[Data records]
================

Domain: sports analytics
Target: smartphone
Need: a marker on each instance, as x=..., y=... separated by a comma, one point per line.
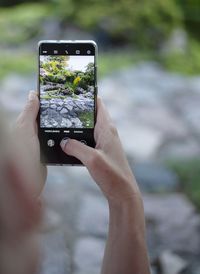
x=67, y=92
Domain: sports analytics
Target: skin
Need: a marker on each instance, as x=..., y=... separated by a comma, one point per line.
x=125, y=248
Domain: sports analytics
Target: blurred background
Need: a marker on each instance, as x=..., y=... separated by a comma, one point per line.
x=149, y=78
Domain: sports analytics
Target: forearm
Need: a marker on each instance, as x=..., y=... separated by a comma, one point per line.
x=126, y=248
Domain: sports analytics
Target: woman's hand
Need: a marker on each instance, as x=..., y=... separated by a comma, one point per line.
x=106, y=163
x=126, y=247
x=19, y=218
x=26, y=145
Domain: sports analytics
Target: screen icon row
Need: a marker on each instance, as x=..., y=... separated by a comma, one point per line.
x=78, y=52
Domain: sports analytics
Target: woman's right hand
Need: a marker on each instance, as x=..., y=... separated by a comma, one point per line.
x=126, y=247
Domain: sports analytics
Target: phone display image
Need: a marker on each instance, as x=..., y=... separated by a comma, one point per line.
x=66, y=91
x=67, y=84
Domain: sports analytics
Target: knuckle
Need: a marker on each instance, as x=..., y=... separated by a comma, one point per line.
x=113, y=130
x=95, y=159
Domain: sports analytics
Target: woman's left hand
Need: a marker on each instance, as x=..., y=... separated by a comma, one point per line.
x=26, y=145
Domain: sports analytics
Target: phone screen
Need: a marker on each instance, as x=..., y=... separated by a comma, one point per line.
x=67, y=91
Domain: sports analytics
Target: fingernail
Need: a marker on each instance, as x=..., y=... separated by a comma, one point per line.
x=32, y=95
x=64, y=142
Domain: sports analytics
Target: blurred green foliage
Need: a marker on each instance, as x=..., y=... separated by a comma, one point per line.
x=189, y=177
x=142, y=23
x=21, y=23
x=141, y=26
x=22, y=63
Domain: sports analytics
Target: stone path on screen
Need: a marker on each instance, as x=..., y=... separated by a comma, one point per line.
x=157, y=115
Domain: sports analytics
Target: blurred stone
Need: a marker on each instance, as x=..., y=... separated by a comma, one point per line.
x=140, y=141
x=93, y=216
x=155, y=178
x=50, y=221
x=88, y=255
x=176, y=222
x=179, y=149
x=14, y=92
x=56, y=259
x=171, y=263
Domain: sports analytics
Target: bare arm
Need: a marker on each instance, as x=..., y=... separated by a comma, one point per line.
x=125, y=251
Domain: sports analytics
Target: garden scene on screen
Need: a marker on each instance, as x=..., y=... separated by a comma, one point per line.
x=67, y=91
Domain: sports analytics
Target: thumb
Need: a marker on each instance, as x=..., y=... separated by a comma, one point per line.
x=30, y=112
x=79, y=150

================

Rewrite the records above with every "sports analytics" replaced by "image annotation" and everything else left unchanged. Leave the pictures out of your answer.

Domain: image annotation
Target: smartphone
Need: a marker on each instance, as x=..., y=... separated by a comma, one point per line.
x=67, y=92
Domain: image annotation
Target: skin
Need: a marker on each instance, as x=..., y=... separated by a comma, one point per line.
x=125, y=248
Domain: image annotation
Target: blurred background
Need: a marker on each instance, as x=..., y=... separated by a comma, one point per line.
x=149, y=78
Domain: image annotation
Target: forearm
Need: a marker on each instance, as x=..., y=... separated by a comma, one point per line.
x=126, y=248
Domain: image annotation
Target: woman's hand
Need: a marker on each instance, as x=..., y=... separated by a comma, one point per line.
x=106, y=163
x=126, y=247
x=19, y=218
x=26, y=145
Domain: image annotation
Target: screen icon row
Need: a marker on each instance, as x=..., y=... separated by a comma, one point per line.
x=78, y=52
Domain: image annotation
Target: woman's right hand
Need: a marker on each instance, as x=..., y=... separated by a comma, one point per line.
x=126, y=247
Domain: image annotation
Target: phone display image
Need: a marker on each instance, as x=..., y=... separated by a comma, one point per line.
x=66, y=91
x=67, y=84
Domain: image annotation
Target: knuckle
Need: a marker on each instance, as x=..., y=... separated by a comma, one point per line.
x=113, y=130
x=95, y=159
Domain: image annotation
Target: woman's left hand
Need: a marker on each instance, as x=..., y=... separated by a comma, one point per line.
x=26, y=145
Domain: image annotation
Target: phone screen
Need: a marker on each instance, as x=..., y=... separated by a comma, one point per line.
x=67, y=91
Domain: image annotation
Target: fingernail
Need: a marker on each instance, as x=..., y=... separated by a comma, one point per line.
x=32, y=95
x=64, y=142
Domain: image annotation
Target: blurred green foliage
Need: a marker on each instance, as x=..., y=... separated by a comma, one point per line.
x=189, y=177
x=142, y=23
x=21, y=23
x=141, y=26
x=22, y=63
Domain: image annotation
Target: stone path on screen
Need: a marker on each instance, as x=..., y=... separated by a comma, one point per line.
x=157, y=115
Domain: image annotation
Target: blurred stone
Need: a marker on each instance, as x=..., y=... separated by a comma, one point per line.
x=140, y=141
x=93, y=216
x=155, y=178
x=50, y=221
x=88, y=255
x=176, y=222
x=179, y=149
x=14, y=92
x=56, y=259
x=171, y=263
Domain: image annotation
Target: bare arm
Need: a marker on each instance, as x=..., y=... separated by a comma, one point per line.
x=125, y=251
Domain: image annotation
Target: garden scene on screen
Need: a marker on each instance, as x=..., y=... separated by a comma, one point per line.
x=67, y=91
Domain: image annotation
Target: thumb
Need: a marker on each instance, as x=..., y=... separated by a comma, one point per line.
x=30, y=112
x=79, y=150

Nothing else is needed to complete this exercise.